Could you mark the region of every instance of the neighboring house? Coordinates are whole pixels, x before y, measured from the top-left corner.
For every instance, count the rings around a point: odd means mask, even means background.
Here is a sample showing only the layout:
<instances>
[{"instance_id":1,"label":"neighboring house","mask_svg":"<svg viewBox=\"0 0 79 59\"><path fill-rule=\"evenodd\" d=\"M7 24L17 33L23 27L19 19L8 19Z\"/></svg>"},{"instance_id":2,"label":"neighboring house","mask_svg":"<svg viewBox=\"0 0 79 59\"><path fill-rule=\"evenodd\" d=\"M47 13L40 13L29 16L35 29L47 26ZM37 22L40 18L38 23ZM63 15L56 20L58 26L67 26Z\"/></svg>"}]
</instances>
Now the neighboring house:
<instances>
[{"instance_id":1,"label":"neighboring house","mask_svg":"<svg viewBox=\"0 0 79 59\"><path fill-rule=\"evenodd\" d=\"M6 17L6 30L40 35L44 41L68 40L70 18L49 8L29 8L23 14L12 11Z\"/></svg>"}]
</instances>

## Instruction:
Please render all of the data above as a two-column CSV with the headers input and output, one row per entry: its text under input and its answer under output. Put each field in double quotes and replace any line breaks with spaces.

## Response:
input,output
"Could you mark the region of every instance of the neighboring house? Coordinates are whole pixels, x before y, measured from the top-left corner. For every instance, count the rings around a point: odd means mask, even means background. Here is a sample showing only the layout: <instances> [{""instance_id"":1,""label"":""neighboring house"",""mask_svg"":""<svg viewBox=\""0 0 79 59\""><path fill-rule=\""evenodd\"" d=\""M7 24L17 33L23 27L19 19L8 19Z\""/></svg>""},{""instance_id"":2,""label"":""neighboring house"",""mask_svg"":""<svg viewBox=\""0 0 79 59\""><path fill-rule=\""evenodd\"" d=\""M47 13L40 13L29 16L35 29L47 26ZM37 22L40 18L38 23ZM63 15L56 20L58 26L67 26Z\""/></svg>""}] </instances> Now the neighboring house:","<instances> [{""instance_id"":1,""label"":""neighboring house"",""mask_svg"":""<svg viewBox=\""0 0 79 59\""><path fill-rule=\""evenodd\"" d=\""M6 17L6 30L40 35L44 41L68 40L70 18L49 8L29 8L23 14L12 11Z\""/></svg>""}] </instances>"